Dataset entries
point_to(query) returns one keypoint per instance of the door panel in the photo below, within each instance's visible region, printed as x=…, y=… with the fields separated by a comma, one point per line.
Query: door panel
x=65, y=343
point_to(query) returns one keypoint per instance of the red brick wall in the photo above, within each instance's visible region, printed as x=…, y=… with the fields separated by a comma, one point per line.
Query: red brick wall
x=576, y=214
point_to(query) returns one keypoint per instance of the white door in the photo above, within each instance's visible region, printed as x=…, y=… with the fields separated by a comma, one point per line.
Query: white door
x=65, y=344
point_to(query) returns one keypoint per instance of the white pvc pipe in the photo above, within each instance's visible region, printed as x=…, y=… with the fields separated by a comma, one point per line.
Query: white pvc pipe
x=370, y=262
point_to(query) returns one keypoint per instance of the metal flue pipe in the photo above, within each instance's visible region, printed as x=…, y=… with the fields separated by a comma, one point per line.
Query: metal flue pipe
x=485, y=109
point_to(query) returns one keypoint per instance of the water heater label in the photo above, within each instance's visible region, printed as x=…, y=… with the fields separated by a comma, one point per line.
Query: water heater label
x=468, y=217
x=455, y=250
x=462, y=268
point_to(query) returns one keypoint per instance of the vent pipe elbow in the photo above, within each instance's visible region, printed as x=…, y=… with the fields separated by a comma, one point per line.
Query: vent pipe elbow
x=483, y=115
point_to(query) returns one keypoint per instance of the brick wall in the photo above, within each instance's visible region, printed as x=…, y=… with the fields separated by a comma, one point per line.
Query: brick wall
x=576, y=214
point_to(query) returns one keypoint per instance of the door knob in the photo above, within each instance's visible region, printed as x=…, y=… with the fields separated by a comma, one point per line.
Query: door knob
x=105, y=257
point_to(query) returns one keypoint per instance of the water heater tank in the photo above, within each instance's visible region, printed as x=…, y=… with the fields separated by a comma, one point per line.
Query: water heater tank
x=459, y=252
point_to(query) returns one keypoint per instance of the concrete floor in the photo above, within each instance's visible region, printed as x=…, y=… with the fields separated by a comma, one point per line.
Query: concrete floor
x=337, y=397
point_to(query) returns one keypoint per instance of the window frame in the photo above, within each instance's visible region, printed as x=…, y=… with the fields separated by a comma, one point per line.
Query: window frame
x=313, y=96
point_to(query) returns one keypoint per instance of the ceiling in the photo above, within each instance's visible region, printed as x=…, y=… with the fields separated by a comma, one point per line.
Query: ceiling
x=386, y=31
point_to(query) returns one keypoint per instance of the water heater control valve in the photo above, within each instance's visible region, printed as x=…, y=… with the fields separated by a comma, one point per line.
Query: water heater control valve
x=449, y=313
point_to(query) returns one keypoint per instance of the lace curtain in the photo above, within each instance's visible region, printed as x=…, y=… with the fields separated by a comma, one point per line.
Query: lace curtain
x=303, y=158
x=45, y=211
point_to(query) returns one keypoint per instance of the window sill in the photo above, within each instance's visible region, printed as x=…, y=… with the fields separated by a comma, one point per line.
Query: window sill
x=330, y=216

## What is being asked
Each record shown above must be reproduced exactly.

## Expected answer
point_to(query) returns one keypoint per instance of the door panel in the photo below, within each instance's visible region, printed as x=…, y=… with the fields separated by a comma, one point per line.
Query: door panel
x=65, y=343
point_to(query) returns one keypoint per instance of the red brick wall in the photo above, within each instance's visible region, printed as x=…, y=… with the fields separated by a comma, one point per line.
Query: red brick wall
x=576, y=214
point_to(query) returns one keypoint per instance of the white door in the photo above, within each instance's visible region, printed as x=…, y=… with the fields separated by a comma, one point per line.
Query: white door
x=65, y=344
point_to(query) returns one keypoint per instance of the white pvc pipe in the photo above, within each instance's visible region, printed as x=…, y=… with the fields separated by a comma, one point per line.
Query: white pvc pipe
x=370, y=262
point_to(query) returns one keypoint per instance of the metal flue pipe in the photo above, within each instance's visible region, printed as x=…, y=… with the fields separated by a comma, one point per line.
Query: metal flue pipe
x=485, y=109
point_to(query) returns one keypoint per instance of the water heater label in the photo above, within each instance's visible region, printed as x=…, y=… with the fields separated by a comma, one point per line.
Query: water heater label
x=468, y=217
x=455, y=250
x=462, y=268
point_to(query) returns one keypoint per instance of the vent pipe elbow in the photo above, within each instance's visible region, printed as x=…, y=… with the fields separated by a comma, one point per line.
Query: vent pipe elbow
x=483, y=115
point_to(query) returns one keypoint per instance of the brick wall in the photo above, within each instance's visible region, printed as x=…, y=… with the fields separated by a comma, one point per line.
Query: brick wall
x=576, y=214
point_to(query) returns one keypoint per instance of the door knob in the photo above, within each instance's visible region, printed as x=…, y=… with the fields separated by a comma, one point per line.
Query: door knob
x=105, y=257
point_to(query) returns one keypoint per instance of the water heater tank in the photo above, within each instance's visible region, printed as x=…, y=… with the fields separated by a comma, one point per line.
Query: water heater tank
x=459, y=252
point_to(query) returns one keypoint per instance of the concrete floor in the photo above, within each instance's visible region, printed as x=…, y=… with the fields separated by a comma, one point per line.
Query: concrete floor
x=337, y=397
point_to(query) returns one keypoint per instance of the window frame in the photo above, within each instance's visible region, printed as x=…, y=… with the fields separated by a comma, one point per line.
Query: window frame
x=313, y=96
point_to(query) returns one keypoint per instance of the ceiling in the photo above, within each instance's visible region, printed as x=…, y=… with the fields separated by a comma, one point per line.
Query: ceiling
x=386, y=31
point_to(query) returns one keypoint per instance of the water heater control valve in the photo above, within each instance's visible region, printed as x=…, y=… with the fields separated by a comma, one point per line.
Query: water heater control valve
x=449, y=313
point_to(query) returns one keypoint per instance of the lace curtain in the photo above, within each instance's visible region, printed as x=…, y=… with the fields separated by a comma, one point per line.
Query: lace curtain
x=303, y=158
x=45, y=211
point_to(query) returns one keypoint per instance of the window sill in the photo above, within each instance's visible region, printed as x=…, y=… with the fields separated by a comma, one point per line.
Query: window sill
x=330, y=216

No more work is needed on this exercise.